Text block:
—————

Demand for Life Sciences Space Grows in Southern California
L.A. and Orange County lead as San Diego fills up
San Diego and the Bay Area are the leading hubs for life sciences on the West Coast, but, with those markets nearly built out, talent-rich Los Angeles and Orange County have stepped in as among the top secondary markets as demand rises around the country.
The life sciences industry continues to scale on the heels of a global health crisis, and communities that have great research capabilities, access to capital, workforce training, Ph.D.s, respect for science in the workforce and lower costs are now more competitive, according to brokerage JLL. And while L.A. has long had the components, it has not had a centralized cluster to make a premier hub.
Patrick Church, managing director and co-lead for the JLL Los Angeles life sciences practice, said venture capital for life sciences is moving into L.A.
He added that L.A. hasn’t seen rent growth for life sciences as experienced in San Diego, where rent can grow by 50 cents to 75 cents per square foot over the span of two months. But, he said there’s a clear trajectory, with new projects in L.A. expecting $6 per square foot per month on triple-net leases.
“I’m a firm believer that over the next 12 to 36 months, you’re going to see a tremendous amount of activity in leases getting done,” he said.

—————

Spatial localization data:

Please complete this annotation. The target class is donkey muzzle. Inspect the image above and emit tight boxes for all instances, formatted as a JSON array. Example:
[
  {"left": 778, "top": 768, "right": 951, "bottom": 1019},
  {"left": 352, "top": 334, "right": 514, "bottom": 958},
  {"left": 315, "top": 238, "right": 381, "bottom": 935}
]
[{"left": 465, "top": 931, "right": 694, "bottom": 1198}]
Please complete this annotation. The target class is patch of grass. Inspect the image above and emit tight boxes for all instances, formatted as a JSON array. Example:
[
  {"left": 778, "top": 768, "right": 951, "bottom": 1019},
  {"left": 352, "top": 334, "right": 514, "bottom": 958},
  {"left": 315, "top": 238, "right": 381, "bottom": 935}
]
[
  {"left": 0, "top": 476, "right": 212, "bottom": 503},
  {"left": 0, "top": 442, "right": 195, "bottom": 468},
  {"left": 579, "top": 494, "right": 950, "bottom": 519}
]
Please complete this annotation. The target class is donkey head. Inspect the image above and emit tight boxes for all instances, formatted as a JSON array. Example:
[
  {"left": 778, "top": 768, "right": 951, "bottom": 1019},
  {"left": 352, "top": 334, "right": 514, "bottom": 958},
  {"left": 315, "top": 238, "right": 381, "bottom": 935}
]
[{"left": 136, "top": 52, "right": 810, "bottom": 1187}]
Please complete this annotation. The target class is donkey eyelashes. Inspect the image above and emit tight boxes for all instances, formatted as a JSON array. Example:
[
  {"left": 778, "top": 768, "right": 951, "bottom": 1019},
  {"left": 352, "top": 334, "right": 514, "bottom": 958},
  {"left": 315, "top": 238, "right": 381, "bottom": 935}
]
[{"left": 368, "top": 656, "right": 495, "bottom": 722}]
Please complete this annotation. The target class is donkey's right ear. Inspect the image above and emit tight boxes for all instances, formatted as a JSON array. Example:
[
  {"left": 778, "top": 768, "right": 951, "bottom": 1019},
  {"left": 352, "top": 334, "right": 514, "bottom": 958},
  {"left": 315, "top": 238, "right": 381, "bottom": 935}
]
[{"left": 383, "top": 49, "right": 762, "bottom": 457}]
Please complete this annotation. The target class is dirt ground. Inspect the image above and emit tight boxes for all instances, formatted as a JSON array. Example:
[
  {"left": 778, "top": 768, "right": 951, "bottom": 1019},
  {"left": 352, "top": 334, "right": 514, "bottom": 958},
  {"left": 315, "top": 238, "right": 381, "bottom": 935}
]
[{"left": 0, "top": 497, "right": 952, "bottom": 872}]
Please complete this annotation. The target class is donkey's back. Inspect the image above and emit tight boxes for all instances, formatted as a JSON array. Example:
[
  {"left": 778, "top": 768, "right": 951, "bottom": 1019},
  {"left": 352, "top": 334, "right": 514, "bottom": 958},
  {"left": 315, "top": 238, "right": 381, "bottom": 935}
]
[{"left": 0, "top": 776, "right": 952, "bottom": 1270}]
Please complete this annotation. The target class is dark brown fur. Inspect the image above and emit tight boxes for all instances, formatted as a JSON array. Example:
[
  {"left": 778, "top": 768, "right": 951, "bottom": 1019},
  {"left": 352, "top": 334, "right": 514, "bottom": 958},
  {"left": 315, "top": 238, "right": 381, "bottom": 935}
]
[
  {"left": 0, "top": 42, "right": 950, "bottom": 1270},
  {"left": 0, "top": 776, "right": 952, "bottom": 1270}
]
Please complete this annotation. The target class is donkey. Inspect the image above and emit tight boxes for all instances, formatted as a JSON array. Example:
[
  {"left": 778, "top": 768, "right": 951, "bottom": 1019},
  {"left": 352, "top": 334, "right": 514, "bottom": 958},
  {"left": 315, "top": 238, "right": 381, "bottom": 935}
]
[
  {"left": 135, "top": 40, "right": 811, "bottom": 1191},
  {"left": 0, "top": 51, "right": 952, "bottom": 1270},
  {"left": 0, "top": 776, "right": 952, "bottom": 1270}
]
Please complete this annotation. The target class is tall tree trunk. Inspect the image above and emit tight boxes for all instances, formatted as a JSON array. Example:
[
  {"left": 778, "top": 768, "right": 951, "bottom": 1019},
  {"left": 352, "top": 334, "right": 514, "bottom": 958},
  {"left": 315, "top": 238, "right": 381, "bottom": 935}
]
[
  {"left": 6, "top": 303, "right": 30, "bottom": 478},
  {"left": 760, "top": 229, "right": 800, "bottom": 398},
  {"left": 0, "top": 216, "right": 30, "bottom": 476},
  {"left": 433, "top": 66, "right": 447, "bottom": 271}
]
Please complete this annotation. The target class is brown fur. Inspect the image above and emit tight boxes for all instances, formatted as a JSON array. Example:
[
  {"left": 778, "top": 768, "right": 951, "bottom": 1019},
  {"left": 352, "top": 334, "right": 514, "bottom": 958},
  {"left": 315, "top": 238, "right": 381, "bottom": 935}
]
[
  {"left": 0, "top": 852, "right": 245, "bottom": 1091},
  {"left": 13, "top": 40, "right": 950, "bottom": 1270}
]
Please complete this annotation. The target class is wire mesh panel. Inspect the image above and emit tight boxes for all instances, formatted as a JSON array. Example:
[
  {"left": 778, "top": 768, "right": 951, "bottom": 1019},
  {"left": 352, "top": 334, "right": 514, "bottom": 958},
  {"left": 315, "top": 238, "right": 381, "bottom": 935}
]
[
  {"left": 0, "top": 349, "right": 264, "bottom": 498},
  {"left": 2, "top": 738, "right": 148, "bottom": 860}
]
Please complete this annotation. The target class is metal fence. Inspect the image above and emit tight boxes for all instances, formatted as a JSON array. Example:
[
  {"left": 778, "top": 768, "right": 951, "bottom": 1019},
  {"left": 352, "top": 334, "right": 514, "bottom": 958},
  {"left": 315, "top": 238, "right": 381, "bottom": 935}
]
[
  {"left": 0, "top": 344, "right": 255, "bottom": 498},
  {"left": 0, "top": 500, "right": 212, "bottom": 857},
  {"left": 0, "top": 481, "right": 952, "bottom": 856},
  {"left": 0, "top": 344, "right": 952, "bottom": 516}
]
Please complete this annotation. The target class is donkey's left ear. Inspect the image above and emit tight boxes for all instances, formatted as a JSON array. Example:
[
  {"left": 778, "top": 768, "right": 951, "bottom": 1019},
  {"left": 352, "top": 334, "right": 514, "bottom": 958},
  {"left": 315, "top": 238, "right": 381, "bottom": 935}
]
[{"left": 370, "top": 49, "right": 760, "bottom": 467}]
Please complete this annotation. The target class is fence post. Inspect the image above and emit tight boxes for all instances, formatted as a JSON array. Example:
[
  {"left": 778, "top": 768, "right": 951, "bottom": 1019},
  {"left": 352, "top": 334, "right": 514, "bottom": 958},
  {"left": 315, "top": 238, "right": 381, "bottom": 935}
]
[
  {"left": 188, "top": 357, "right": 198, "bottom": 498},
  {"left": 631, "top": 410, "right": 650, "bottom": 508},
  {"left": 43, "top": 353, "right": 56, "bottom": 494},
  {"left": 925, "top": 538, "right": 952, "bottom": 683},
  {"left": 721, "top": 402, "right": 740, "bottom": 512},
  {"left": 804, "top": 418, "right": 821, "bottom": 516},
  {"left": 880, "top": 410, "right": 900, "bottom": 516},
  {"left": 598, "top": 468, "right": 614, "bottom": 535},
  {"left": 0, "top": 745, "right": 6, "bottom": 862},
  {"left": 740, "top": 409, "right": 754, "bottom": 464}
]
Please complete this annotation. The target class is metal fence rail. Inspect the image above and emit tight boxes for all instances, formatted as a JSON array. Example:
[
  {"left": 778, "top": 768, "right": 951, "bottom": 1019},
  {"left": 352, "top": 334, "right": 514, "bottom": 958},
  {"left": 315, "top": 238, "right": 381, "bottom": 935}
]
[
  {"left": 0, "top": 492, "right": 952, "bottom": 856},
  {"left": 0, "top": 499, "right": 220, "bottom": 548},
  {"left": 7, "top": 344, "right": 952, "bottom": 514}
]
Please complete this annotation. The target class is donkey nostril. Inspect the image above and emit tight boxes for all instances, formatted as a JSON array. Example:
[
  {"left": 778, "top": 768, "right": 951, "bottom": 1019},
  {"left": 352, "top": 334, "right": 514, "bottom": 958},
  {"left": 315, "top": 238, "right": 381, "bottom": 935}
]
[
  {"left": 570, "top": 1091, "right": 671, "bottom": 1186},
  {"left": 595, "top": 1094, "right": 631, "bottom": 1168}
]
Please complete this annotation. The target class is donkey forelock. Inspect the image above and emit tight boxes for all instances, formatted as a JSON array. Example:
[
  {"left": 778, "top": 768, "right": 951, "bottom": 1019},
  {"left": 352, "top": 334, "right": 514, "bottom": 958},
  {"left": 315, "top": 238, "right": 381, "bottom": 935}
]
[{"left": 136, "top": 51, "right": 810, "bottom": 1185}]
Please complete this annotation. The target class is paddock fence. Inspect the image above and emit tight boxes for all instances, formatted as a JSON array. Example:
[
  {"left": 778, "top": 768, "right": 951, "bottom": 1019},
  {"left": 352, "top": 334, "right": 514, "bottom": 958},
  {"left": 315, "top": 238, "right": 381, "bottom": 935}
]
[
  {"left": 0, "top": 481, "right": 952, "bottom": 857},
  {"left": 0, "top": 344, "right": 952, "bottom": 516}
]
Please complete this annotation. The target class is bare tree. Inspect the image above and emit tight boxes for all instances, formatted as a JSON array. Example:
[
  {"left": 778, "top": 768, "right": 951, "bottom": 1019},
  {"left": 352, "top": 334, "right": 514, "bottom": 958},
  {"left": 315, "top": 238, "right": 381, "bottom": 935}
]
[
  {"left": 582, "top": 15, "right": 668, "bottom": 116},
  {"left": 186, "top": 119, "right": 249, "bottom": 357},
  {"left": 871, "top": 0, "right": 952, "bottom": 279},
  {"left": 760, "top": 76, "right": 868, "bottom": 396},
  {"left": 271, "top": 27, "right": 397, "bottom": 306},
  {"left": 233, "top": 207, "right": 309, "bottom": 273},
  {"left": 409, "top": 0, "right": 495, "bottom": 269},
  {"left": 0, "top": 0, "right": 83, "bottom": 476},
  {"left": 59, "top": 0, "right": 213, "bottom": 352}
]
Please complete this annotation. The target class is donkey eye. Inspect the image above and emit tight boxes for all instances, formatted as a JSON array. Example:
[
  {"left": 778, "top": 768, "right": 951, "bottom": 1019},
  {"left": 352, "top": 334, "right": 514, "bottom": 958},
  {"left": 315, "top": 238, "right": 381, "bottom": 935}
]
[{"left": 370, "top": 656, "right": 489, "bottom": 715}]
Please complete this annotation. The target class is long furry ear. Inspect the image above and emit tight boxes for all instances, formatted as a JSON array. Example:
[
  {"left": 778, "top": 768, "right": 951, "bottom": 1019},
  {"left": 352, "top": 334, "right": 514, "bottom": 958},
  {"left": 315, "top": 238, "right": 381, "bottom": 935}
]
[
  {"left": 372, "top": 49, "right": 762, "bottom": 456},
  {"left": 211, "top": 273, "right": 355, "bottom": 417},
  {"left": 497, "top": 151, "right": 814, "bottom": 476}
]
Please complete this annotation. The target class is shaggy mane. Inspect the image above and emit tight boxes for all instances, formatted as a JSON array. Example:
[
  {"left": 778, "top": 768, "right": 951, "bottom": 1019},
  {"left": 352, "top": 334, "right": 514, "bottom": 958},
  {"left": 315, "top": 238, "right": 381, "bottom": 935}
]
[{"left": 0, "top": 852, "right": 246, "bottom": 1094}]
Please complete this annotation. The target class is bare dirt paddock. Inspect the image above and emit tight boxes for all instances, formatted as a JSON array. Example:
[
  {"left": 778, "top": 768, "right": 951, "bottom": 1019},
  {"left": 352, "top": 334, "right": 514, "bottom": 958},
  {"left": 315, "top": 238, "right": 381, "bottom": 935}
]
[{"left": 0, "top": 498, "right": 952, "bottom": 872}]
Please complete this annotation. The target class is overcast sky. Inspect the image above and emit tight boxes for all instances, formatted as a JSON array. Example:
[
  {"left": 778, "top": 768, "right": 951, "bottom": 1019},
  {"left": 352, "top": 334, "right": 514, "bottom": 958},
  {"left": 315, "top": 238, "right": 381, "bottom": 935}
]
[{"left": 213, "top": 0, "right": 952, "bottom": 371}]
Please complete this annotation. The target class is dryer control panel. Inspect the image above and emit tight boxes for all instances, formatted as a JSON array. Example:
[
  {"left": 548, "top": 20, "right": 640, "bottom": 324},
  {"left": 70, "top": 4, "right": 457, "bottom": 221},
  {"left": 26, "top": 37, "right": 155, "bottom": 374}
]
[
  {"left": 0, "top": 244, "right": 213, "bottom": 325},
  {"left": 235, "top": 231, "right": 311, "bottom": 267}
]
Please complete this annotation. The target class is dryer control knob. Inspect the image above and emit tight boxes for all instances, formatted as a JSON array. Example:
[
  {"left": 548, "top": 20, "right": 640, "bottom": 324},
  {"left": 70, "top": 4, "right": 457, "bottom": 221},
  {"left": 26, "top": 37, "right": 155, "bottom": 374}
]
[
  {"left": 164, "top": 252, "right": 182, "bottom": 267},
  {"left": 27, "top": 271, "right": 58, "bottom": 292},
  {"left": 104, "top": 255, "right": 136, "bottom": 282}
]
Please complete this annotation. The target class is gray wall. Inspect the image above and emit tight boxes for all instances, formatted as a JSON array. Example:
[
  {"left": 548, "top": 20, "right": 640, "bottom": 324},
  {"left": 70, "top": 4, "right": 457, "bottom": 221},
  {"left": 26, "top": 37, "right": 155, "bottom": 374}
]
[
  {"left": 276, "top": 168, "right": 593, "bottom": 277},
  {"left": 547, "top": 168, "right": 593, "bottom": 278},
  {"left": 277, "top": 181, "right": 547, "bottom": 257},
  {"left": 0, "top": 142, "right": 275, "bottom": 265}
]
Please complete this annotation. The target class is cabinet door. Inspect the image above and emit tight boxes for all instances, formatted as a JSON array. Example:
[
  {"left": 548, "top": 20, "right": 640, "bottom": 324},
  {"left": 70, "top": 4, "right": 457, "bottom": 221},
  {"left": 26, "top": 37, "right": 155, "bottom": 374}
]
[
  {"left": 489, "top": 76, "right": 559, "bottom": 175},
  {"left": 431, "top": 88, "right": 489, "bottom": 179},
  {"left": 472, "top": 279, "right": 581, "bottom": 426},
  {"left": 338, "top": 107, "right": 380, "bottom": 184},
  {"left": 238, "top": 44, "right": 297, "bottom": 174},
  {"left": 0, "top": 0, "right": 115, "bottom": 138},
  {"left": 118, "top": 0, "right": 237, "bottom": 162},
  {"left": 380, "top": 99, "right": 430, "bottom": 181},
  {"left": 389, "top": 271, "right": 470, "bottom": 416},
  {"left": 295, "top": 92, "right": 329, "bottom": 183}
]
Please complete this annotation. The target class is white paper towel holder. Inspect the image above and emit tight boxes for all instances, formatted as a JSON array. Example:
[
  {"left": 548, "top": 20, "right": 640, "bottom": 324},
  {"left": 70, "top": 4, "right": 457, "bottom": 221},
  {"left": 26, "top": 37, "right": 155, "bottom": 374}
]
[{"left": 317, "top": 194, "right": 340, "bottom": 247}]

—————

Exercise tasks:
**a)** From the article on life sciences space, write out the part that opens with the words "He added that" and closes with "on triple-net leases.".
**b)** Continue the article on life sciences space in Southern California from where it stops.
The records are separate material and have no connection to the article on life sciences space.

Exercise responses:
**a)**
He added that L.A. hasn’t seen rent growth for life sciences as experienced in San Diego, where rent can grow by 50 cents to 75 cents per square foot over the span of two months. But, he said there’s a clear trajectory, with new projects in L.A. expecting $6 per square foot per month on triple-net leases.

**b)**
And, while Los Angeles lacks a centralized cluster, it makes up for it with talent, innovation and institutional presence, and it has an opportunity to capture some of the overflow demand from its northern and southern neighbors. Over a five-year average, L.A. produces the most life sciences PhDs each year, according to the National Science Foundation, and JLL found the volume of sales of its life sciences real estate from 2010 to 2020 ranked seventh in the nation.
“Companies in places like San Francisco are basically out of talent and we’re starting to see that talent in those companies start to look to L.A.,” Church said. “There’s no true epicenter in L.A., although there are pockets in Pasadena, Culver City, Westlake Village and Thousand Oaks. Pasadena is the most viable location right now to be the epicenter for L.A. as far as if you were going to get the infrastructure built.”
But Church said L.A. needs a hub that has space ready to go for a fast-moving life sciences firm.
“What landlords or what ownership is going to take the first step and say, ‘Hey, we’re going to spend 50,000 square feet?’” he said. “The problem we run into is when these guys are ready to go out of the incubators and they get Series A funding or NIH [National Institutes of Health] funding, wherever they’re getting their venture capital money, they need to go tomorrow. So I think we need to have some infrastructure built ready to accommodate these users. … We’ve seen incubator tenants come out of Pasadena and move to South Orange County growing from 2,000 square feet to 40,000 square feet, because they didn’t have anywhere to go.”
JLL ranked hubs around the nation based on the key components that make up a life sciences market, including funding, hospitals and research institutions and L.A. ranked seventh after clear leaders like Greater Boston and the San Francisco Bay Area. But the report found that competition in key clusters, coupled with emerging growth in secondary markets, is driving investment and development activity beyond those traditional geographies.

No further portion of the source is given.